▶ [WORK REQUIRED]
Word for word, restate the lines of the data from the first through the one containing "# rows come back like column 227, row 161", and nothing else.

Dataset items:
──────────

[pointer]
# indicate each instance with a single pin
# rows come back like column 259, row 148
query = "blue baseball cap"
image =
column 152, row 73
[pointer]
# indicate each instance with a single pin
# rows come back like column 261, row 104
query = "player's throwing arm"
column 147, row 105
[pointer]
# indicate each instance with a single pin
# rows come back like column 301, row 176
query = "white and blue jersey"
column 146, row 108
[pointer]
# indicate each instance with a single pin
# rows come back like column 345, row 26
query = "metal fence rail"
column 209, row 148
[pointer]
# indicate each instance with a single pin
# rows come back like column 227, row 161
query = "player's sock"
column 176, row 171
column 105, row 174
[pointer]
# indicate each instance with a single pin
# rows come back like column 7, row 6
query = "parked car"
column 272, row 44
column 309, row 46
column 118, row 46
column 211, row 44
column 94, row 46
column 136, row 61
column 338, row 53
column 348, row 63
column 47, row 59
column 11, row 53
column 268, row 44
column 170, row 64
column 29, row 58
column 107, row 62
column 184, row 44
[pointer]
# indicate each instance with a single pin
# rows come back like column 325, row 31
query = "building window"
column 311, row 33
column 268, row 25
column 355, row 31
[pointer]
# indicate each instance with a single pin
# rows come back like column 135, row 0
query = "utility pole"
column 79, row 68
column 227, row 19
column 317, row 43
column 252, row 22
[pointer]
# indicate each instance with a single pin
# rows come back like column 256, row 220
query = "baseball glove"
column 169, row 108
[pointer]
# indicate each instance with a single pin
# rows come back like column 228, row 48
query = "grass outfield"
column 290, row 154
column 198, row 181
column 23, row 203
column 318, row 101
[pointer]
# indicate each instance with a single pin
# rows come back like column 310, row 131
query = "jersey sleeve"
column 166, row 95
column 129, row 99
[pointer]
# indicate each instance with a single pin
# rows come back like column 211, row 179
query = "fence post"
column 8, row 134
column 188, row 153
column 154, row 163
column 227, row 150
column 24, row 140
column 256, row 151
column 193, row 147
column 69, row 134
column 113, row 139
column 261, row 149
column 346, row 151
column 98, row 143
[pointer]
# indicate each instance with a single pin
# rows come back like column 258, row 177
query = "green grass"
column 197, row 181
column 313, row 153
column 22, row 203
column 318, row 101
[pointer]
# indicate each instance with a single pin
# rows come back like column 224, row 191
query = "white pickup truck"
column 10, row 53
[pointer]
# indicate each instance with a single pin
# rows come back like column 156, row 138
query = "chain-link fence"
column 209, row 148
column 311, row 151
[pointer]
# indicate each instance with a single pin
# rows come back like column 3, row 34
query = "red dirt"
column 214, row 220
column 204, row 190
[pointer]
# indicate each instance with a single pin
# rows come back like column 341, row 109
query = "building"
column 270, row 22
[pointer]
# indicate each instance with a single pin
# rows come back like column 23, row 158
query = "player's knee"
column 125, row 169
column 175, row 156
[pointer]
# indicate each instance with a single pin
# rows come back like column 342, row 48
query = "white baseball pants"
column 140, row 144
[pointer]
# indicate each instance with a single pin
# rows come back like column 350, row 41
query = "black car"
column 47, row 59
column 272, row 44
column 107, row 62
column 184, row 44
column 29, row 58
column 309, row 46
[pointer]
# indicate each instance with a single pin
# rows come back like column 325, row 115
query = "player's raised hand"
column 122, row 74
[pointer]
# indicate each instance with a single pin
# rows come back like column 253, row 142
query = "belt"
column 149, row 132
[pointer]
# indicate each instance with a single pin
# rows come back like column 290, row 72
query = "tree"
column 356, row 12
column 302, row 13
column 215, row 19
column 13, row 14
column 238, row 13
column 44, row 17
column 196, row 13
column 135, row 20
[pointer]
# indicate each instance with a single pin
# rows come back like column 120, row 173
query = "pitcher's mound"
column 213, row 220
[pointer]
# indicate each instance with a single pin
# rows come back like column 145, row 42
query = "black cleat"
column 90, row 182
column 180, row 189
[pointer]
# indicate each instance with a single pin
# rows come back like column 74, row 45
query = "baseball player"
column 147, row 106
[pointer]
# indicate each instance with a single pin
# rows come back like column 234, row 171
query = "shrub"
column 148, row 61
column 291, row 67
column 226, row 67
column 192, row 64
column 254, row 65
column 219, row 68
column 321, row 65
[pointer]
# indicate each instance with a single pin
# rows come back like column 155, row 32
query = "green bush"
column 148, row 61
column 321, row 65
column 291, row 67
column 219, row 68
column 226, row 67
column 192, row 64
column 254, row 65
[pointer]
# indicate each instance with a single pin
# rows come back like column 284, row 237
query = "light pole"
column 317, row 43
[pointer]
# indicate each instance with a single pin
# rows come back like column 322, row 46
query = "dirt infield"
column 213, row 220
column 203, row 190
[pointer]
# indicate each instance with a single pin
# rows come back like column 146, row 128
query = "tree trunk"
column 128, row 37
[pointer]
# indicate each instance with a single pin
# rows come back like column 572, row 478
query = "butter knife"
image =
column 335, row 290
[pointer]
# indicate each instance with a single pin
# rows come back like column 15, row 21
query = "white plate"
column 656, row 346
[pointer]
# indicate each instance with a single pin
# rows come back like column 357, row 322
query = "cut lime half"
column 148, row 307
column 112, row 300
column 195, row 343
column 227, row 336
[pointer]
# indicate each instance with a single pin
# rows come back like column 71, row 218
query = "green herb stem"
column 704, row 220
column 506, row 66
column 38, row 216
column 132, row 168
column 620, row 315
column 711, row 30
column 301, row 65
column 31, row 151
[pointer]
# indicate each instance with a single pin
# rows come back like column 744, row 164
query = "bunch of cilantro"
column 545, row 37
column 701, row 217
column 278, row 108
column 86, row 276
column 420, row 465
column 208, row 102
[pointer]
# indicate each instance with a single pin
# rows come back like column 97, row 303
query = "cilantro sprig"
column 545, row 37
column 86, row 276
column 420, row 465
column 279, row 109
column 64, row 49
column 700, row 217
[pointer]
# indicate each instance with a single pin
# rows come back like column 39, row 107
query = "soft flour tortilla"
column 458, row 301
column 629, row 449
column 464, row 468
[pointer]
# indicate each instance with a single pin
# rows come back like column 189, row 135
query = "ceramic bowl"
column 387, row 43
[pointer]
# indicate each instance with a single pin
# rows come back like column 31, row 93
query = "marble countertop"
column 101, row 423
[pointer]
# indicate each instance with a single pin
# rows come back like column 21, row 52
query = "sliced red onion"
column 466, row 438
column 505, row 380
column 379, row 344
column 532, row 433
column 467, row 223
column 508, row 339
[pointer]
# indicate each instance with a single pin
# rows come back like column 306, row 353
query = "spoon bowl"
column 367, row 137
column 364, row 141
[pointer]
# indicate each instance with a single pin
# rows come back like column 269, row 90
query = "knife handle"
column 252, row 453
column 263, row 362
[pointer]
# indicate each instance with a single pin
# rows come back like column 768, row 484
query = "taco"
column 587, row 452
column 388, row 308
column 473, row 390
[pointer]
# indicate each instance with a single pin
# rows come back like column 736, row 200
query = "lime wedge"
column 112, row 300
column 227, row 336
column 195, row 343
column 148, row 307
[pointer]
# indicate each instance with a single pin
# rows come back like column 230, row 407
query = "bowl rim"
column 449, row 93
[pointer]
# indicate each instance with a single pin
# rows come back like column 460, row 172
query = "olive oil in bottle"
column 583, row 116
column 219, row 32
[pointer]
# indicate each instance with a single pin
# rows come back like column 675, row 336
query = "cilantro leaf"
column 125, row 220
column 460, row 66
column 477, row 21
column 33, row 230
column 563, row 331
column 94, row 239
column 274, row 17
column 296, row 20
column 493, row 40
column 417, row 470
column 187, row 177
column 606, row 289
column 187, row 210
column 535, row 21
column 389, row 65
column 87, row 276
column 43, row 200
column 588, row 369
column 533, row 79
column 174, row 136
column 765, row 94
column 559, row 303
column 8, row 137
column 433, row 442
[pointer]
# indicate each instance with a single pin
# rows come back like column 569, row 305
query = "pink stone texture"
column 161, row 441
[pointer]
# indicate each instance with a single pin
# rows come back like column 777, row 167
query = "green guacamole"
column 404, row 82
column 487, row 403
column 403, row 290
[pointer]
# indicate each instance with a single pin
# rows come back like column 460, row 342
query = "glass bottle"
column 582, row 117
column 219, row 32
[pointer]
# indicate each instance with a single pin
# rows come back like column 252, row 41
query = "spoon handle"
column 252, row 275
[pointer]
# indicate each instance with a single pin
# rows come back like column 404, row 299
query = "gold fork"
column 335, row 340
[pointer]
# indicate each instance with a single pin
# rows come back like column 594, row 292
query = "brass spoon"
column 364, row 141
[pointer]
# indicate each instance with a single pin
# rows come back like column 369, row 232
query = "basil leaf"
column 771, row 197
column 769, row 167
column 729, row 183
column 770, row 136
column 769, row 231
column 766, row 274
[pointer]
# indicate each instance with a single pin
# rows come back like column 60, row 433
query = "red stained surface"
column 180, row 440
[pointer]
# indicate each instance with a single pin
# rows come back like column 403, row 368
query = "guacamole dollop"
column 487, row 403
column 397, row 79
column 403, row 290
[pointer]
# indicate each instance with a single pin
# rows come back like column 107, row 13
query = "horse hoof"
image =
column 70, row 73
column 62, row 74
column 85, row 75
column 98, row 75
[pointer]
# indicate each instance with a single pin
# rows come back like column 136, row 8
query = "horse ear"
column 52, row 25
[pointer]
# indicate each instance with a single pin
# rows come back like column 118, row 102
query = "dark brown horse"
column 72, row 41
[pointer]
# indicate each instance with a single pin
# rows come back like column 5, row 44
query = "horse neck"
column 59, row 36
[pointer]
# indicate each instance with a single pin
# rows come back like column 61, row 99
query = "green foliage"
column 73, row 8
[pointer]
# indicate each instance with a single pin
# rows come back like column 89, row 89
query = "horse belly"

──────────

▶ [YOUR SOLUTION]
[pointer]
# indicate each instance with a single pin
# rows come back like column 259, row 148
query = "blue baseball cap"
image =
column 152, row 73
[pointer]
# indicate each instance with a single pin
# rows come back like column 261, row 104
query = "player's throwing arm"
column 147, row 105
[pointer]
# indicate each instance with a single pin
# rows come back like column 301, row 176
query = "white and blue jersey"
column 146, row 108
[pointer]
# indicate each instance with a single pin
# rows come back like column 345, row 26
query = "metal fence rail"
column 209, row 148
[pointer]
# indicate each instance with a single pin
# rows come back like column 227, row 161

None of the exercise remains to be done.